◆ WHAT YOU WILL DO:
A - According to the article on Piroska and the Pantokrator, in what year was the Christ Pantokrator complex founded?
B - Please reproduce the part of the article on Piroska and the Pantokrator starting with "As empress and" and going on through "memory in Budapest.".

◆ TEXT UNDER STUDY:

^^^^^^^^

A thirty-minute walk from the Galata Bridge, the Zeyrek Mosque is one of the largest Byzantine edifices in today’s Istanbul. Its history is told in one of the latest releases of CEU Press. The volume, with the intriguing title Piroska and the Pantokrator, was edited by Marianne Sághy, professor of the CEU Department of Medieval Studies in conjunction with Robert G. Ousterhout of the University of Pennsylvania.
Piroska (baptized as Prisca), born in 1088, was the daughter of Saint Ladislas, king of Hungary. The young princess married the Byzantine crown prince John Komnenos, and with the religion, she took up the Eastern orthodox name of Eirene.
As empress and later imperial widow, she lived a pious life, which was crowned by founding the Monastery of Christ Pantokrator – today’s Zeyrek Mosque.
In Piroska and the Pantokrator, published in September, leading scholars of Byzantium explore “dynastic memory, healing and salvation in Komnenian Constantinople” (the subtitle of the volume).
Professor Sághy did not live to see the printed book, she passed away in September 2018. A year later, at the time of launching the volume, a conference was dedicated to her memory in Budapest.
Christ Pantokrator, the imposing monumental complex founded in 1118, is now called the Zeyrek Mosque. It is the second largest Byzantine religious edifice after Hagia Sophia still standing in Istanbul and it represents the most remarkable architectural and the most ambitious social project of the Komnenian dynasty.
The book approaches the Pantokrator from a special perspective, focusing on its co-founder, Piroska. This particular vantage point enables its authors to explore not only the architecture, the monastic and medical functions of the complex, but also Hungarian-Byzantine relations, the cultural and religious history of early medieval Hungary, imperial representation, personal faith and dynastic holiness.
Piroska's wedding with John Komnenos came to be perceived as a union of East and West. The life of the Empress, a "sainted ruler," and her memory in early Árpádian Hungary and Komnenian Byzantium are discussed in the context of women and power, monastic foundations, architectural innovations, and spiritual models.

^^^^^^^^

◆ THE DATA:
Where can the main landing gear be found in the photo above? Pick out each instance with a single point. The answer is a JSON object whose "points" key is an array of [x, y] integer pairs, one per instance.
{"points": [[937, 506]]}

^^^^^^^^

◆ SOLVED TASKS:
A - 1118

B -
As empress and later imperial widow, she lived a pious life, which was crowned by founding the Monastery of Christ Pantokrator – today’s Zeyrek Mosque.
In Piroska and the Pantokrator, published in September, leading scholars of Byzantium explore “dynastic memory, healing and salvation in Komnenian Constantinople” (the subtitle of the volume).
Professor Sághy did not live to see the printed book, she passed away in September 2018. A year later, at the time of launching the volume, a conference was dedicated to her memory in Budapest.